Sure, the vendors can do that if they want to. I assume they probably don't want to because it means creating Linux EGL implementations atop their existing Windows driver, which is not all that straightforward.
The new /dev/dxg API and the Android/ChromeOS approach are very different. /dev/dxg does _not_ pass through 'the DirectX API' in the sense of the D3D calls which you use to render to. It's a very low-level API, much like DRM on Linux, which allows userspace to make buffer allocations, submit shader programs pre-compiled into hardware bytecode for execution, and synchronise against that execution - that's about it. This is what both DirectX and OpenGL drivers run atop of on Windows. In order to run DirectX drivers inside WSL, you thus need to port both the DIrectX core and each hardware driver over to running in Linux, or the rough equivalent of porting all of Mesa and its drivers. It would be possible for IHVs to port their OpenCL/GL drivers over to using this interface as well, but maintaining that takes substantial work.

####

(Written tasks)
**1)** Say whether each statement agrees with the comment about /dev/dxg, answering yes or no and quoting the deciding words of the comment. (a) The comment likens /dev/dxg to DRM on Linux. (b) On Windows, OpenGL drivers run on something other than what DirectX drivers run on. (c) The comment says IHVs could not port their OpenCL/GL drivers to this interface.
**2)** Write a continuation of the comment about /dev/dxg, starting after its final sentence.
The lines that follow come from another source.

####

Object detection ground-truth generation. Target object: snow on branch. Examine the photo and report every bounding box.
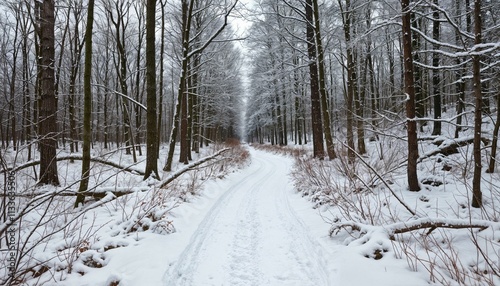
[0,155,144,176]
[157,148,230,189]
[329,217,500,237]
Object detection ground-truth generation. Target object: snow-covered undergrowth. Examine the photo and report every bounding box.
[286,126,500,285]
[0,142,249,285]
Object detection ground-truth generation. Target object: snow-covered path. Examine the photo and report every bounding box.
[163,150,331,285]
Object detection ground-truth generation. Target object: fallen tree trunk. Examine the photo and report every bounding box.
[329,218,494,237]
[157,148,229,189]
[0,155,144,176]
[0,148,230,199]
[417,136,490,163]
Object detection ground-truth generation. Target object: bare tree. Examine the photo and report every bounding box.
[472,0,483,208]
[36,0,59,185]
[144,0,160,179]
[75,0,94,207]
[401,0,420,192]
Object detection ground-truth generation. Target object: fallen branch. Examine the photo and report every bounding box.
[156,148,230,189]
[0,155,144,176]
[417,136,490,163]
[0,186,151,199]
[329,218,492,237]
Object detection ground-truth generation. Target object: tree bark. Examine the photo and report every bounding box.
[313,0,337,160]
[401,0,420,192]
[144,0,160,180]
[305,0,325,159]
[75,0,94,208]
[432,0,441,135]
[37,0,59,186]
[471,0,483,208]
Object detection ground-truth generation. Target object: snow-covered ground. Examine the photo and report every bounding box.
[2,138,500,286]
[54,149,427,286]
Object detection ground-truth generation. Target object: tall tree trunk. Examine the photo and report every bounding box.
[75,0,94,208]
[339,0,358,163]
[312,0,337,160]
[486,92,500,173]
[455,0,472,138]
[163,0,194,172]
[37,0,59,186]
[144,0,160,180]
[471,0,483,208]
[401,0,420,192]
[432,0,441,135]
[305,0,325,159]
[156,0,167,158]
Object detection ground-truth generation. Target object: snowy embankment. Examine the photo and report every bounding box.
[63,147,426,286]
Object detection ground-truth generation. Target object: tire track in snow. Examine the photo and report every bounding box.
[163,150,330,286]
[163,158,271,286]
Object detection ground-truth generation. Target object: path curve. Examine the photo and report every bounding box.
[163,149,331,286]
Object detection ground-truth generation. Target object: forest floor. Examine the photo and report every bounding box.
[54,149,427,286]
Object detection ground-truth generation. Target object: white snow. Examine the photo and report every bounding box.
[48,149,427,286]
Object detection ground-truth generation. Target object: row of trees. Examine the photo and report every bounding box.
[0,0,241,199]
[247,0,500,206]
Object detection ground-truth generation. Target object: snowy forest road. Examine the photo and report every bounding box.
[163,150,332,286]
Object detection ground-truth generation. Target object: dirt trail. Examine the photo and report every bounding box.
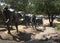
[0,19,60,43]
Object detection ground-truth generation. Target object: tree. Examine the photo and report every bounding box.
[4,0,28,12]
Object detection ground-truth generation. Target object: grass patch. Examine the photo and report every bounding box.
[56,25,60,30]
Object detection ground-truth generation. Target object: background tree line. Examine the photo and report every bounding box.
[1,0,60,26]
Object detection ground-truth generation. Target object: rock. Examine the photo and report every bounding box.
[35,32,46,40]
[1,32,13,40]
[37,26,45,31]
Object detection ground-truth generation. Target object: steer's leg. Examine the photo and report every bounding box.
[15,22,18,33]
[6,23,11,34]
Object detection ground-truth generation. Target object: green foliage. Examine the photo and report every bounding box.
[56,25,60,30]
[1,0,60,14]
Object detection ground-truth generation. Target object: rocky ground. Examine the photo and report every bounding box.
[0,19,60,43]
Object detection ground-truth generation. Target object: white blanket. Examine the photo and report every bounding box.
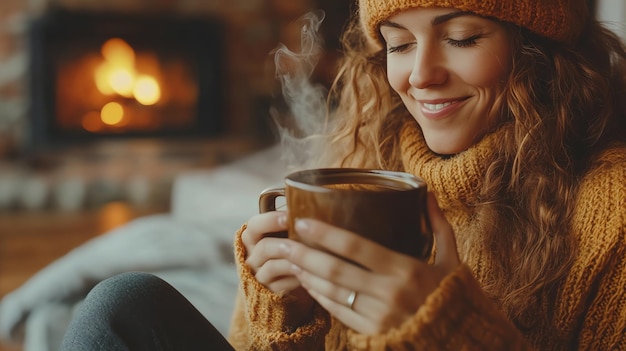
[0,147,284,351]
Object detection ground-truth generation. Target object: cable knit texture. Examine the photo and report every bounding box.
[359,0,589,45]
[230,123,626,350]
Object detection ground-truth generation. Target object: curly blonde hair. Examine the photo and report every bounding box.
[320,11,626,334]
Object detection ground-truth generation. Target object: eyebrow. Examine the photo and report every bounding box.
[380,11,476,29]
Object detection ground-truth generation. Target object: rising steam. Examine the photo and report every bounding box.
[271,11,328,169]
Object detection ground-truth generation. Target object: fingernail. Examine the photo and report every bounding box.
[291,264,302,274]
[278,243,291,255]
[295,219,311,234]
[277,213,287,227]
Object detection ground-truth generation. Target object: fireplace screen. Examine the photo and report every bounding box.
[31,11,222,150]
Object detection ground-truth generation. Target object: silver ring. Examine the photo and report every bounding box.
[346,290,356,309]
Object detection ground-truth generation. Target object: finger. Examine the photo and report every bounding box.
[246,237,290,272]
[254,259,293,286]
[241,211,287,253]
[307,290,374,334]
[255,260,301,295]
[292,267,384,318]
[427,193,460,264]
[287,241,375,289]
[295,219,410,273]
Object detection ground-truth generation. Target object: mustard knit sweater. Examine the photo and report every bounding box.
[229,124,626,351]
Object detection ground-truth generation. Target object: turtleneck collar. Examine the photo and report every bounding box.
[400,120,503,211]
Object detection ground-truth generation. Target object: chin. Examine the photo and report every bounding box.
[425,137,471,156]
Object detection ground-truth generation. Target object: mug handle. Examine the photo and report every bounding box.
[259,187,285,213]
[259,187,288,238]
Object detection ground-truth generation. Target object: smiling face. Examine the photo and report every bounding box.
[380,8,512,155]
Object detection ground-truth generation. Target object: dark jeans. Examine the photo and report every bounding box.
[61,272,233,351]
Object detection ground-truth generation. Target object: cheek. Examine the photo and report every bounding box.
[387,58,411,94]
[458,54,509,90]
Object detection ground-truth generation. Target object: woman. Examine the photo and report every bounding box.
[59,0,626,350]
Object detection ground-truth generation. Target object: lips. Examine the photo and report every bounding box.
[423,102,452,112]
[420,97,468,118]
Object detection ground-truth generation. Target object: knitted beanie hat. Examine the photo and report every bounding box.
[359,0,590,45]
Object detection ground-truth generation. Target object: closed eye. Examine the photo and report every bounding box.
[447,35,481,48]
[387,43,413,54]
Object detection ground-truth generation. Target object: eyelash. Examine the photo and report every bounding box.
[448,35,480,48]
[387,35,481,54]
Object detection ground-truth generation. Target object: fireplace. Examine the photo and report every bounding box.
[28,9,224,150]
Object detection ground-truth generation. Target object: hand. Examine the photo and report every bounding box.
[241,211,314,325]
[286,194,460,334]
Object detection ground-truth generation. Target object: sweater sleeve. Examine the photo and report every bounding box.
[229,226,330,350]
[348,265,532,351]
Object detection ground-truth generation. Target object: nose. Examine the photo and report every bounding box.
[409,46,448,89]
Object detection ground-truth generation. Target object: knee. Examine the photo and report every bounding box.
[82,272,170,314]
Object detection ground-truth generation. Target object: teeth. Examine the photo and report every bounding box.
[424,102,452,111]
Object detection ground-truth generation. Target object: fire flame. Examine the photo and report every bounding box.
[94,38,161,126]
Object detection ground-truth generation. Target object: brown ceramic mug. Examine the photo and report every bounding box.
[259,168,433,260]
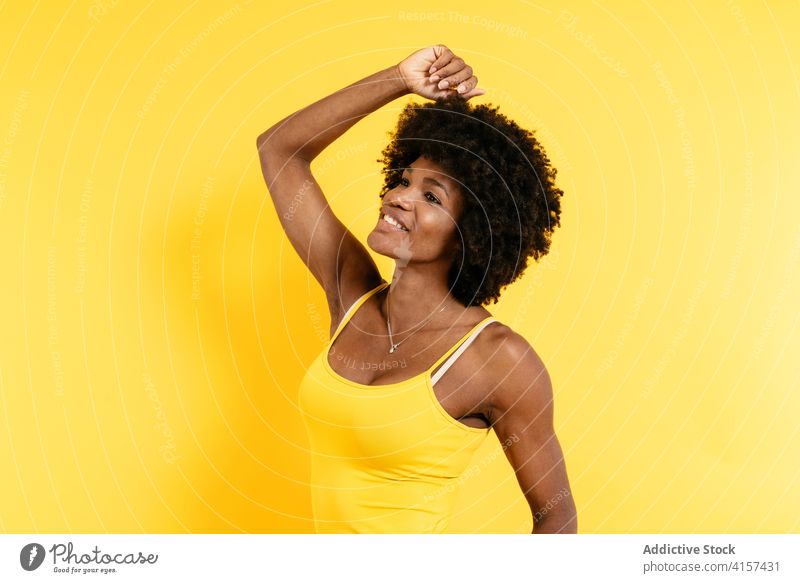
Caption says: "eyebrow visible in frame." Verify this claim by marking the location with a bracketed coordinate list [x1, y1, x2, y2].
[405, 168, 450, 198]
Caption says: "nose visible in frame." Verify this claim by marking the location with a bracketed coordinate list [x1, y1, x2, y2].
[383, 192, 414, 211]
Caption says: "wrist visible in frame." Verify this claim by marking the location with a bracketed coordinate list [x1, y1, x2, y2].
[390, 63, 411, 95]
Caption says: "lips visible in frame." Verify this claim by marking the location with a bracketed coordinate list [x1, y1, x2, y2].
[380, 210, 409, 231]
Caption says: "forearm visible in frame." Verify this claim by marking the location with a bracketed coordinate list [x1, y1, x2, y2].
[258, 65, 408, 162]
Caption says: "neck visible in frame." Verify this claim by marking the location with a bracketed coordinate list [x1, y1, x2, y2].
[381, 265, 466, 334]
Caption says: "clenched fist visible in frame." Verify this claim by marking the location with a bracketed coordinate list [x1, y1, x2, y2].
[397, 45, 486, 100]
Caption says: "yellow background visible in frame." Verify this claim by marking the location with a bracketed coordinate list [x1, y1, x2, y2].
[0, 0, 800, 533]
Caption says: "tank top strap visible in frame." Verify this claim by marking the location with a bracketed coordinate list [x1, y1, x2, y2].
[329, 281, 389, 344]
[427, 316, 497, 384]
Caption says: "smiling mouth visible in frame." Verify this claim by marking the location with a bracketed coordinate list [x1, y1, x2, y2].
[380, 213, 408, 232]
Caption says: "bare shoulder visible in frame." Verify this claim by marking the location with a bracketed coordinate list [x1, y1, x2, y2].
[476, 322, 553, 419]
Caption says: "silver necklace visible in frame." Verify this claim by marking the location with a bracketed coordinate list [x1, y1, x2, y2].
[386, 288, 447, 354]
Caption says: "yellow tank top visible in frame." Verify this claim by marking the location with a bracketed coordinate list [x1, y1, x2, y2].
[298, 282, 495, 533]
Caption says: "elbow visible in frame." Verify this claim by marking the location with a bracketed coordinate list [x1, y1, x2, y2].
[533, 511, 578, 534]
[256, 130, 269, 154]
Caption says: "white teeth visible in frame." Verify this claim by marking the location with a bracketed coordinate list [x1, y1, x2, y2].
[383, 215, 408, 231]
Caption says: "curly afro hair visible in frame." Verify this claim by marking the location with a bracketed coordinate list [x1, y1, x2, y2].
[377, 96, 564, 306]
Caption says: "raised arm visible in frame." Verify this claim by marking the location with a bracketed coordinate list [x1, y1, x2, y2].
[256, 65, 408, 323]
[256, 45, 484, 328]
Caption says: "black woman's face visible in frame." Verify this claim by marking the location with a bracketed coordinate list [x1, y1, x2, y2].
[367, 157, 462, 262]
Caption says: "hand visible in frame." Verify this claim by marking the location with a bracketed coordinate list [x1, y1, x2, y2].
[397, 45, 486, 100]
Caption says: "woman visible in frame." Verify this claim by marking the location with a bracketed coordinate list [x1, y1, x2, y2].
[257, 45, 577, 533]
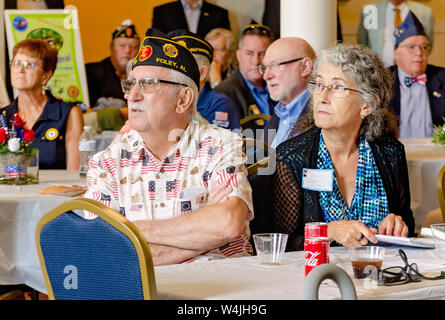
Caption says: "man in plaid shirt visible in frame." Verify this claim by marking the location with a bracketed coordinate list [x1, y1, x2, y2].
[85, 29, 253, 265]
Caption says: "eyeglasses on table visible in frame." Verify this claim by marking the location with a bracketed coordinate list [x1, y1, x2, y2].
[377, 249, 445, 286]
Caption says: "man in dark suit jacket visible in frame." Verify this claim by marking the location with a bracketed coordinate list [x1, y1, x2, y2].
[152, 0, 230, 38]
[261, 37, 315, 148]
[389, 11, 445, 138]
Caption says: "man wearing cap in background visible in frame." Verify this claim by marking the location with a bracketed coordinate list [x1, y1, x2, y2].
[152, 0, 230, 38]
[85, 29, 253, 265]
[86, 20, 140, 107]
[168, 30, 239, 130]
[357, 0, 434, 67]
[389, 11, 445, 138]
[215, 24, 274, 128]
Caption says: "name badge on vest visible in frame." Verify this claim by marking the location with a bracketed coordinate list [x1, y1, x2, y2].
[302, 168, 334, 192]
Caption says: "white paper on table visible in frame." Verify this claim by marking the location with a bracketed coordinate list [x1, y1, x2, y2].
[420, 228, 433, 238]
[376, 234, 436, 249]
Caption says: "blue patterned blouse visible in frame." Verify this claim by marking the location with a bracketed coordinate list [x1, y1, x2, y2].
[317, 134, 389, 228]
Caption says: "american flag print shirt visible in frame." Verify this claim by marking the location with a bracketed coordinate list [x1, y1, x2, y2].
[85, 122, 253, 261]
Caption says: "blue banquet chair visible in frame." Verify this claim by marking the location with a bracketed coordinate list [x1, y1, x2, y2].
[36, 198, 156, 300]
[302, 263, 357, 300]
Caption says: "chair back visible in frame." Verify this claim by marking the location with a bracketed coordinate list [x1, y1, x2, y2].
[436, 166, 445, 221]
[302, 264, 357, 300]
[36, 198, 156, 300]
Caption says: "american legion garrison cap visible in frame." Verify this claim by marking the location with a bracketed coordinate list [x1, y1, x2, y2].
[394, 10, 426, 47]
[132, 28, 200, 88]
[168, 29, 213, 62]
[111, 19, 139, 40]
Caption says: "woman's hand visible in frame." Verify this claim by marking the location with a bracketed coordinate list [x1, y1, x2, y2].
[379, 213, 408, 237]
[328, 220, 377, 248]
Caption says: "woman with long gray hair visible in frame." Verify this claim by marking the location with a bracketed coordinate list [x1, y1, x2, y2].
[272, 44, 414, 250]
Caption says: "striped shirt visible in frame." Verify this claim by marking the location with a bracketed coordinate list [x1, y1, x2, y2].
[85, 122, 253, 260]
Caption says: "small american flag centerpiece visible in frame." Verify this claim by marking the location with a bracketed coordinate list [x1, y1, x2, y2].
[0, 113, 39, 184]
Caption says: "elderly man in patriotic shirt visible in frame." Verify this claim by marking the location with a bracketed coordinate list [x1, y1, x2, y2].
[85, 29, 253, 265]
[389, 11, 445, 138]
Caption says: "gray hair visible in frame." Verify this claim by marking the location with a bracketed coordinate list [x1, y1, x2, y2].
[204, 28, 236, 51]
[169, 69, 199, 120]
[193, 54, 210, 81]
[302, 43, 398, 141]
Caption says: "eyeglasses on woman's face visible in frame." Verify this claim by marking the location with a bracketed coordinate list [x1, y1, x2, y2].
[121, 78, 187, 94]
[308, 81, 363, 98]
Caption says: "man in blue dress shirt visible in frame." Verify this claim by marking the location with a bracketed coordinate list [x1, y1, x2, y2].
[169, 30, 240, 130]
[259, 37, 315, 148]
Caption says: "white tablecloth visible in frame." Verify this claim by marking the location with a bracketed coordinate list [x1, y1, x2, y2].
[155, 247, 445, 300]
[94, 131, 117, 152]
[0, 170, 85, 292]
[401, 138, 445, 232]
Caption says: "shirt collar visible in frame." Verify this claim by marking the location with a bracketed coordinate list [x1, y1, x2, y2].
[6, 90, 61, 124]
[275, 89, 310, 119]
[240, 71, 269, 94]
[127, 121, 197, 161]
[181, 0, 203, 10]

####

(Outputs)
**1)**
(a) Yes: "It's a very low-level API, much like DRM on Linux"
(b) No: "This is what both DirectX and OpenGL drivers run atop of on Windows."
(c) No: "It would be possible for IHVs to port their OpenCL/GL drivers over to using this interface as well"

**2)**
ChromeOS and Android emulation use VirGL, which instead of exposing a low-level hardware interface, effectively stream OpenGL calls over the wire after some guest-side optimisation. VirGL isn't as performant as the /dev/dxg approach, and never will be. As you note though, it is maximally compatible: all you need is a KVM virtualisation platform and a host with OpenGL (ES) drivers.
> The only technical advantage I can see to the current approach is having DirectX fully available in Linux, which makes no sense for Linux software development. Is Microsoft trying to get people to write software for Linux that only works in the context of WSL?
Neither of the solutions (exposing hardware interface vs. exposing high-level API) is really any better or worse than the other; they're just different trade-offs.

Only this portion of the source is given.